-- start of DATASET RECORDS --
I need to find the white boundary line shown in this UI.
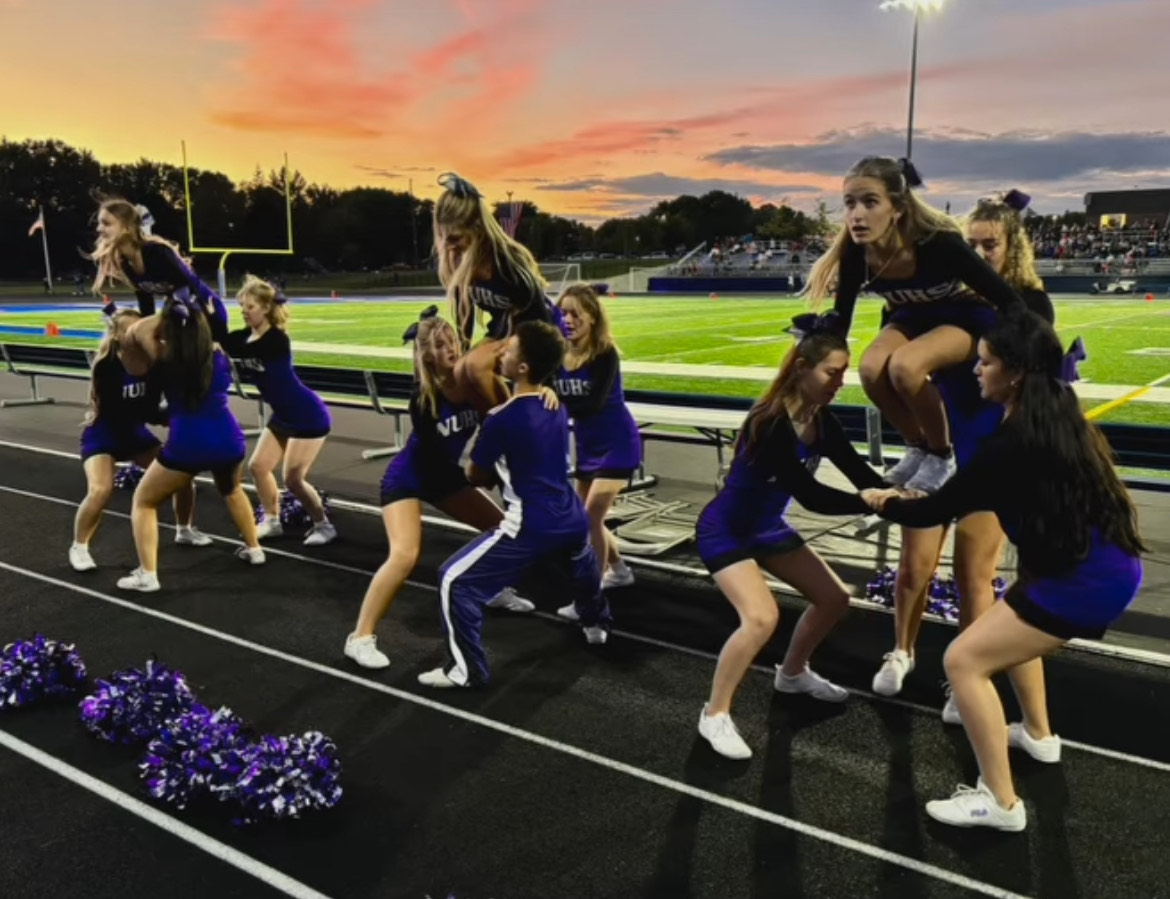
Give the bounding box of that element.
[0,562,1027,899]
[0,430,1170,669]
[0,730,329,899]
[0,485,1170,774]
-- end of DATASET RECORDS --
-- start of DATASET RECORDS --
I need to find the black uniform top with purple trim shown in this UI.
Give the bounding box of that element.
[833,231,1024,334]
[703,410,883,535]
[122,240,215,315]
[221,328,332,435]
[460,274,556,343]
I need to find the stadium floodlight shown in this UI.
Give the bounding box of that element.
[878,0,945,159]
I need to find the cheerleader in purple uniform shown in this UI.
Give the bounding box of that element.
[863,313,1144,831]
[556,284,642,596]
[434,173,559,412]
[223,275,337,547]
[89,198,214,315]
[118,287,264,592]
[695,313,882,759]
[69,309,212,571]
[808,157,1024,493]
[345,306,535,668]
-- end of DATASET RECORDS --
GIVEN TASK: Rewrite the lines starting with the one containing "I need to find the black" and going on through the one containing "[345,306,535,668]", keeping the requests as they are. Shift every bounding box coordinate in the answers up by 60.

RESULT:
I need to find the black uniform top with purple trim shown in this UI.
Give the bounding box of that element.
[893,291,1084,394]
[763,470,943,595]
[182,300,275,375]
[281,388,392,495]
[520,334,616,403]
I need to find the stadium floodlight shown in this UI.
Give the bounding box of that element.
[938,60,1005,219]
I need to find the cheerleader in purple uniform shown in this UI.
Give the bounding box of that element.
[923,373,1204,891]
[616,344,702,656]
[494,233,619,472]
[283,335,397,607]
[149,258,274,375]
[178,347,324,652]
[755,373,942,819]
[129,369,272,631]
[868,217,1084,553]
[405,366,595,728]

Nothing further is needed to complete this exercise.